Objective:
Pick out and copy every line in the items below that contains the word "give". Case counts, so a line matches only if the word appears with the same capitalization.

--- Start Stored rows ---

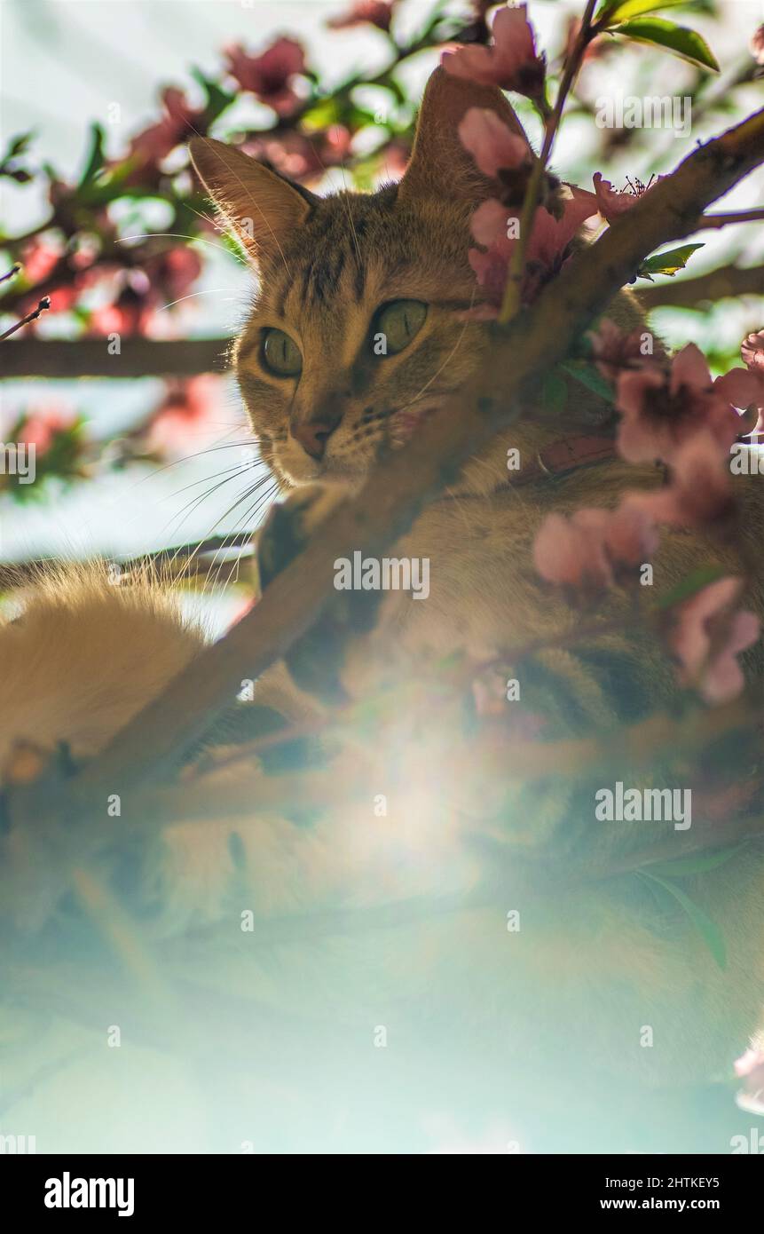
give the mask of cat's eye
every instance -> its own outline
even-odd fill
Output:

--- End Stored rows ---
--- Start Stored rows ---

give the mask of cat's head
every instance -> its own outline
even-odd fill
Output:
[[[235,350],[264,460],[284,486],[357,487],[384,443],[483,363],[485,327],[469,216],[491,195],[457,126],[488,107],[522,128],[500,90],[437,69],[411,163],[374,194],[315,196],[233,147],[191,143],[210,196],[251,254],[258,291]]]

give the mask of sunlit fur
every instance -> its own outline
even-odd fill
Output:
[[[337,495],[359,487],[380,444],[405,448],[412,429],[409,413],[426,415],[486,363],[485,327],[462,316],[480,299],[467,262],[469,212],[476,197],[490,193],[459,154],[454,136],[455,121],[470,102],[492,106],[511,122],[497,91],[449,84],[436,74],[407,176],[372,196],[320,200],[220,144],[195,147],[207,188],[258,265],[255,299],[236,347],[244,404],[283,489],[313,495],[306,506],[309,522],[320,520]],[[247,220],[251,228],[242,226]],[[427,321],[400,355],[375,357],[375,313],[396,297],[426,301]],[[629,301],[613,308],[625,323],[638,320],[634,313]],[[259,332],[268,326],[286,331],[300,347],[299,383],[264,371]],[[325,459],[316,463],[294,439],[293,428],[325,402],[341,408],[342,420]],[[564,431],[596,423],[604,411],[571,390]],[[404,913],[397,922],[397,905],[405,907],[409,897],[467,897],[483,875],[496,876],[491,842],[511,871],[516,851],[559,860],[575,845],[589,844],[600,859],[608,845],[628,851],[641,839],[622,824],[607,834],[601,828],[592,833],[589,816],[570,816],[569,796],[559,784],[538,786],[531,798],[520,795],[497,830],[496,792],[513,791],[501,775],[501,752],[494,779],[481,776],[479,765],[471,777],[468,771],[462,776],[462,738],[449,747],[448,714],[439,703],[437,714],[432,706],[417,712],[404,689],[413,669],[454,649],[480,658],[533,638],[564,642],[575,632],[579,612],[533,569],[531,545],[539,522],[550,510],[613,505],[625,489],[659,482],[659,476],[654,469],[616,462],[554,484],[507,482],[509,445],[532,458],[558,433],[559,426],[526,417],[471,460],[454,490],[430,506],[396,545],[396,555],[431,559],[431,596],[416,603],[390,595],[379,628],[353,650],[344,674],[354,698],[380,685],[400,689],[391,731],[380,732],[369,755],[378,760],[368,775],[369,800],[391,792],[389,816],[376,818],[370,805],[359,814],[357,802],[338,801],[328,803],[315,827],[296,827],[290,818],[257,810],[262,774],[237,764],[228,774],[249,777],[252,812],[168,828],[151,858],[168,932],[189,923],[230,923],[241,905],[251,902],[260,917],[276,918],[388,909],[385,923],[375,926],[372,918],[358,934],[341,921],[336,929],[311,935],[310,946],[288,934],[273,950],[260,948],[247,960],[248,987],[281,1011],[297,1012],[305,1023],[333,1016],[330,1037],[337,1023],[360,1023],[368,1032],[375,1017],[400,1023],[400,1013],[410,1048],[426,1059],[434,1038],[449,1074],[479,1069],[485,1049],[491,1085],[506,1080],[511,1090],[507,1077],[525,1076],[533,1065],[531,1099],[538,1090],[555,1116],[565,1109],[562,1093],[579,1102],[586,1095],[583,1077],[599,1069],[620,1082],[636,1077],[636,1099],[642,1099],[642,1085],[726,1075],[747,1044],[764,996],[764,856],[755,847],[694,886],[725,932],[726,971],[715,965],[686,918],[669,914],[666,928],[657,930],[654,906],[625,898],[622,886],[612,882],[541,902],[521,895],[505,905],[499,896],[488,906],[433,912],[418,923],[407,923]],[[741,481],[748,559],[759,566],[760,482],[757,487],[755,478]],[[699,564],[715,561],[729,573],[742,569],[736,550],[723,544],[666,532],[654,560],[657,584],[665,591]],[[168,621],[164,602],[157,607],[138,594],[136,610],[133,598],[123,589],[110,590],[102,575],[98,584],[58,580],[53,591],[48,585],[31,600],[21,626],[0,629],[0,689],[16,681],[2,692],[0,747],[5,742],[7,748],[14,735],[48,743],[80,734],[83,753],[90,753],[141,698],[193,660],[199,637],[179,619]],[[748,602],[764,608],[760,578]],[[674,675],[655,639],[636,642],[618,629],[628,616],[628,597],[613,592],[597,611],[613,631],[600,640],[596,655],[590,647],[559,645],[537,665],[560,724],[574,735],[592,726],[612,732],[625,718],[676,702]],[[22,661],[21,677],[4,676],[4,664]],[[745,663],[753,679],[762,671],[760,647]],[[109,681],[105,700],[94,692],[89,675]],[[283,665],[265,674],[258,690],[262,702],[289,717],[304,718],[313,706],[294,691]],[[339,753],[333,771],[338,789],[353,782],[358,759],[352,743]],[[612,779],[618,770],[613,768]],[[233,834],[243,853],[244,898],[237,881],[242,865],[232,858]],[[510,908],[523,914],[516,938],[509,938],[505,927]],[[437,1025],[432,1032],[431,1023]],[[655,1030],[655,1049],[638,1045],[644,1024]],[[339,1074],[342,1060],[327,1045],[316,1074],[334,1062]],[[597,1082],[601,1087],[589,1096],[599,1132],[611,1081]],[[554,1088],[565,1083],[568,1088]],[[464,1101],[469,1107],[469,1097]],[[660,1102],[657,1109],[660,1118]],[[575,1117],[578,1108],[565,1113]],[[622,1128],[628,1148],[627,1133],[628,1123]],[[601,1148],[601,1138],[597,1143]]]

--- End Stored rows ---

Solution:
give the mask of cat's eye
give the mask of cat's head
give the mask of sunlit fur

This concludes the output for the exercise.